— START OF Data shown —
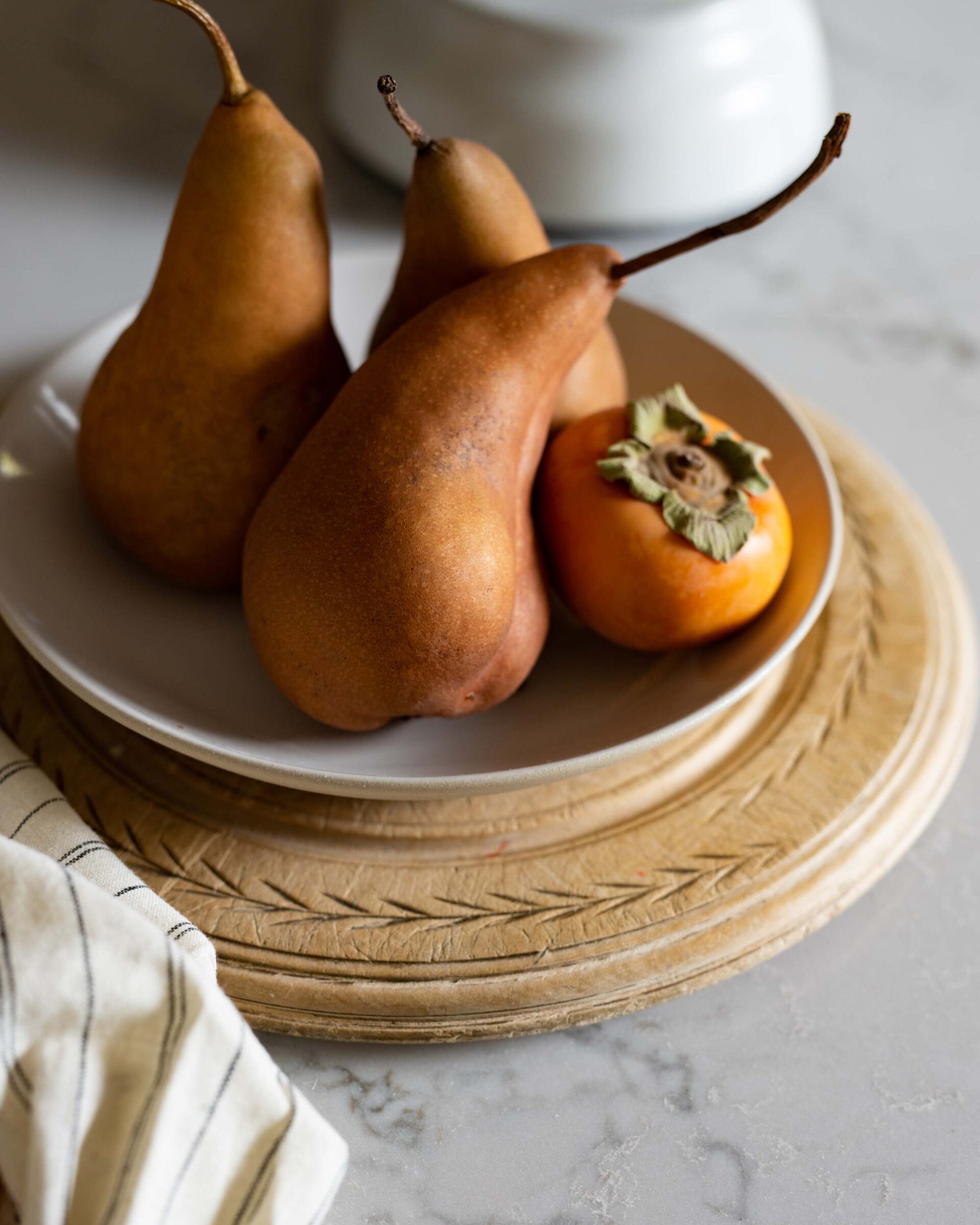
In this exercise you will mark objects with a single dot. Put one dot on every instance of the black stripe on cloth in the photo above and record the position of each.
(20, 1082)
(210, 1114)
(91, 850)
(129, 889)
(34, 813)
(89, 842)
(250, 1204)
(90, 1010)
(13, 769)
(177, 1015)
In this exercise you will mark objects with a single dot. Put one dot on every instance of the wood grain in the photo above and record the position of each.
(477, 918)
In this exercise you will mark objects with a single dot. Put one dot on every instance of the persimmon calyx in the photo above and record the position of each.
(701, 485)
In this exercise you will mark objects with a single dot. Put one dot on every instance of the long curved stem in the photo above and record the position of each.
(236, 86)
(420, 138)
(830, 150)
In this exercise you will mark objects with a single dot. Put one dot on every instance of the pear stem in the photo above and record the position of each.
(236, 86)
(830, 150)
(420, 138)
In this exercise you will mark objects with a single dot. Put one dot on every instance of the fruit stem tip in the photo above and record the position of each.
(236, 86)
(830, 150)
(420, 138)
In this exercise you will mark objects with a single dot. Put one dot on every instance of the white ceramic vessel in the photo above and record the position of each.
(178, 666)
(619, 113)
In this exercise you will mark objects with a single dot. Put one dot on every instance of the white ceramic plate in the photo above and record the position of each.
(179, 668)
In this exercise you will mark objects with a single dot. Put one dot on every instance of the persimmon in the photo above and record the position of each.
(660, 526)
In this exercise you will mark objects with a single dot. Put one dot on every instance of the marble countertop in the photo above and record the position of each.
(840, 1082)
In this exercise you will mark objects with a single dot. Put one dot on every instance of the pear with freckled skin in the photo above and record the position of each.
(393, 569)
(232, 358)
(467, 215)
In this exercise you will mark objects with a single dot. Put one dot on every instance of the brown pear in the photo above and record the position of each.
(393, 569)
(466, 215)
(232, 358)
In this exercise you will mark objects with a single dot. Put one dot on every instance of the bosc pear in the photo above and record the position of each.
(393, 569)
(232, 358)
(466, 215)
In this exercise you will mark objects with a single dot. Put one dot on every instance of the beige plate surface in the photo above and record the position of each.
(476, 918)
(179, 668)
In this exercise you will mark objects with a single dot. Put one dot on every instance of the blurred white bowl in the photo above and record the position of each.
(614, 113)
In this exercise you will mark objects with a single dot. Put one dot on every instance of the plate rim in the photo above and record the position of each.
(448, 786)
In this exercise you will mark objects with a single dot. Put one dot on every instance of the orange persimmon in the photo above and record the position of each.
(614, 559)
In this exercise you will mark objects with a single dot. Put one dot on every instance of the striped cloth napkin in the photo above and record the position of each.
(132, 1091)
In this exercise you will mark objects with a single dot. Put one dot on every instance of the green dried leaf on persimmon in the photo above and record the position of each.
(700, 485)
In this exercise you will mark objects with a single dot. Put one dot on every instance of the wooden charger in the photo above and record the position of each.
(562, 904)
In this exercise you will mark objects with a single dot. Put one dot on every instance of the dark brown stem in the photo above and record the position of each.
(830, 150)
(420, 138)
(236, 86)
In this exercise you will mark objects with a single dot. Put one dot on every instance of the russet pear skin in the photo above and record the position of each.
(466, 215)
(231, 360)
(393, 569)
— END OF Data shown —
* Exercise brief *
Copy all the records above word for word, leaving out the pictures.

* The output *
In this exercise you will mark objects with a single dot. Put one dot on every instance of the black stripe on cloth in the photo above and record the position of each.
(20, 1082)
(210, 1114)
(91, 850)
(129, 889)
(34, 813)
(89, 842)
(250, 1204)
(90, 1010)
(13, 769)
(177, 1015)
In this exercise you will mark objects with a single dot. Put one dot on every instance of the wood grain in the photo above and record the position of each.
(477, 918)
In this exercise you will mark objects with a single dot. Put one dot on every instance of the persimmon calyx in the photo above and record the position of each.
(701, 485)
In this exercise you will mark objects with a single dot. Put one dot on every instance of the long curved stem in the photo above and record the position of each.
(236, 86)
(420, 138)
(830, 150)
In this exercise you will mark objects with a single dot. Put one dot on every instance of the pear stem in the photo above and record the position of each.
(236, 86)
(830, 150)
(420, 138)
In this exercise you will mark objects with a single dot. Put one dot on every instance of the fruit stem tip in the photo above and record the position of each.
(236, 86)
(830, 150)
(420, 138)
In this exercise you will mark objects with a single dot. Put one dot on every instance of the white ceramic vessel in the photo above and record the position of each.
(178, 666)
(619, 113)
In this exercise you will mark objects with a single dot. Put one dot on every instance of the white ceramic plate in the photo above and record the position of each.
(179, 668)
In this exercise you will mark objects with a single dot. Put one dot on every instance of the persimmon in the photo above and record the position of each.
(660, 526)
In this exercise you will mark objects with a single dot. Put one dot on every instance of the marble countertop in the photo above and record the position of each.
(840, 1082)
In this exercise you will mark objects with a single dot. Put one dot on every instance of the pear with freckled skin in the photo above and record the position of each.
(393, 569)
(232, 358)
(467, 215)
In this exercise you will mark objects with a single dot. Put one dot on every instance of the brown pear in the photo above and record the position of each.
(393, 569)
(466, 215)
(232, 358)
In this exercise you will mark objects with a single dot. Put one dot on every instance of the bosc pear in the photo above and record the position of each.
(393, 569)
(232, 358)
(466, 215)
In this exercise you will mark objects with a single dot. Put one dot on every instance of the beige plate surface in the photo above and record the position of each.
(476, 918)
(179, 668)
In this exercise you will mark objects with a single dot. Put one dot on every instance of the blurred white bowl in the photo above and record the position of each.
(614, 113)
In this exercise you will mark objects with a single dot. Put one dot on every instance of the plate rim in the photo above and record the position of each.
(448, 786)
In this exercise you will mark objects with a single dot. Put one dot on every instance of the orange persimmon in the photo above and record the position of each.
(614, 559)
In this exercise you will mark objects with a single dot. Put one dot on every instance of the striped cloth napkin in the photo above and record the position of each.
(132, 1091)
In this exercise you will mark objects with a single dot. Put one dot on every instance of the green dried leaf on persimmon in the photo above and record the position of each.
(700, 485)
In this exercise you will mark objects with a single dot. Put one dot on every instance of the wooden charger in the photo above and record the position of each.
(562, 904)
In this exercise you will mark objects with a single dot. Put one dot on every instance of the dark brown stem in the photo above and record the position of each.
(830, 150)
(420, 138)
(236, 86)
In this exercise you will mark objects with a single dot. Put one dot on every instance of the russet pear skin in the photo above and record the position of each.
(466, 215)
(231, 360)
(393, 569)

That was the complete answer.